» **Extrait de référence**
Pour Hegel, l'histoire est l'odyssée de l'esprit, et l'histoire conçue, dans la philosophie, c'est le retour de l'esprit à l'intérieur de lui-même (Er-innerung), entendons par là sa « conversion » que Hegel, fidèle en cela à l'esprit du christianisme, identifie à l'acte rédempteur qu'est la passion de l'Homme-Dieu : « L'histoire conçue, c'est le retour à l'intérieur et le calvaire de l'esprit absolu, l'effectivité, la vérité et la certitude de son trône sans lequel il serait la solitude sans vie » (dernière phrase de la Phénoménologie de l'esprit). Pour Marx, c'est la réalité humaine qui est douée de ce mouvement d'aliénation et de retour, de perversion et de conversion : « Le communisme est le retour de l'homme pour soi [...] réalisé à l'intérieur de la richesse entière de l'évolution accomplie jusqu'ici » (K. Marx, Manuscrits de 1844. Économie politique et philosophie).

» **Exercice proposé 1**
Exprimez sous forme de liste JSON de chaînes les lignes des enregistrements, en partant de celle qui contient « In this exercise you will locate the snake body » et en allant jusqu'à la fin des enregistrements. Chaque ligne doit correspondre à une chaîne, et les lignes vides doivent être omises.
Le texte et les enregistrements proviennent de sources distinctes.

» **Entrées du jeu de données**
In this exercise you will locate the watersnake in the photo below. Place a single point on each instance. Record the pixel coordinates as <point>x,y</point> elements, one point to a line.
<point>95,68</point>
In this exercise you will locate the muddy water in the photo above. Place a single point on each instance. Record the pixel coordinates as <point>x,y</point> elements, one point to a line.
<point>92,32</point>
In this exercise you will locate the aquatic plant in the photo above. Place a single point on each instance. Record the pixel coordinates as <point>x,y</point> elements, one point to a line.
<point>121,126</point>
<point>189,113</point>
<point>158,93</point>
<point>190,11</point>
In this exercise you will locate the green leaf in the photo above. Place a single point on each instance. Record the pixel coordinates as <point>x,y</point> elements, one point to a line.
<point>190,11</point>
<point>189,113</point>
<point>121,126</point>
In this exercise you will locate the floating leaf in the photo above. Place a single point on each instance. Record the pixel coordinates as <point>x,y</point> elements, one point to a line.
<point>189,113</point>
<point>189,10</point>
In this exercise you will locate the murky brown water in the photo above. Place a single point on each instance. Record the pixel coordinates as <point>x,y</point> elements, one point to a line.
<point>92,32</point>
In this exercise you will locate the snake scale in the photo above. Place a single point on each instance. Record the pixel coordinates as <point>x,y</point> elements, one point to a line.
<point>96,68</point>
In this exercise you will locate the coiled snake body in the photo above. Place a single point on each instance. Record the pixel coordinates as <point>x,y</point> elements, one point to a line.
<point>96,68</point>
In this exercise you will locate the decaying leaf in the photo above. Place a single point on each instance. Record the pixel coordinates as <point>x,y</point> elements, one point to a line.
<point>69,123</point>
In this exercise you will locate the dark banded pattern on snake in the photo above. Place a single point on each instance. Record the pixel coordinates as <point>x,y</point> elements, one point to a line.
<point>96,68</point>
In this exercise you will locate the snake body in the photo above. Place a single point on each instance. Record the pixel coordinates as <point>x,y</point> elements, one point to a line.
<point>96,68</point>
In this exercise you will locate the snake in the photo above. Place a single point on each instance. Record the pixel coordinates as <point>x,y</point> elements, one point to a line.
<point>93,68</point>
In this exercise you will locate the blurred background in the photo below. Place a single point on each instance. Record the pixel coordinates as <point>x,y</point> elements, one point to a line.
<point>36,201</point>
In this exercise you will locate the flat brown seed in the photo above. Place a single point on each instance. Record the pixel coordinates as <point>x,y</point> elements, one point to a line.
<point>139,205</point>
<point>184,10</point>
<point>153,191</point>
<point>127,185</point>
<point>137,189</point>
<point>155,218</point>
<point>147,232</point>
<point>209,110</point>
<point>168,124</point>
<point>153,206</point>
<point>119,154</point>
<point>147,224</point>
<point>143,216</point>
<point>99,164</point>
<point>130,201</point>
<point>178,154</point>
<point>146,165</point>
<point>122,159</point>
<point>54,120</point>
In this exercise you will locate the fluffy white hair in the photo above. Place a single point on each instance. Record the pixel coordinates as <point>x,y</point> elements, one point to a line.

» **Exercice proposé 2**
Résumez en deux phrases l'extrait sur Hegel et Marx.

» **Réponse complète 1**
[
  "In this exercise you will locate the snake body in the photo above. Place a single point on each instance. Record the pixel coordinates as <point>x,y</point> elements, one point to a line.",
  "<point>96,68</point>",
  "In this exercise you will locate the snake in the photo above. Place a single point on each instance. Record the pixel coordinates as <point>x,y</point> elements, one point to a line.",
  "<point>93,68</point>",
  "In this exercise you will locate the blurred background in the photo below. Place a single point on each instance. Record the pixel coordinates as <point>x,y</point> elements, one point to a line.",
  "<point>36,201</point>",
  "In this exercise you will locate the flat brown seed in the photo above. Place a single point on each instance. Record the pixel coordinates as <point>x,y</point> elements, one point to a line.",
  "<point>139,205</point>",
  "<point>184,10</point>",
  "<point>153,191</point>",
  "<point>127,185</point>",
  "<point>137,189</point>",
  "<point>155,218</point>",
  "<point>147,232</point>",
  "<point>209,110</point>",
  "<point>168,124</point>",
  "<point>153,206</point>",
  "<point>119,154</point>",
  "<point>147,224</point>",
  "<point>143,216</point>",
  "<point>99,164</point>",
  "<point>130,201</point>",
  "<point>178,154</point>",
  "<point>146,165</point>",
  "<point>122,159</point>",
  "<point>54,120</point>",
  "In this exercise you will locate the fluffy white hair in the photo above. Place a single point on each instance. Record the pixel coordinates as <point>x,y</point> elements, one point to a line."
]

» **Réponse complète 2**
Pour Hegel, l'histoire est l'odyssée de l'esprit, et l'histoire conçue dans la philosophie est le retour de l'esprit à l'intérieur de lui-même, conversion que Hegel, fidèle à l'esprit du christianisme, identifie à la passion de l'Homme-Dieu. Pour Marx, c'est la réalité humaine qui est douée de ce mouvement d'aliénation et de retour, le communisme étant le retour de l'homme pour soi.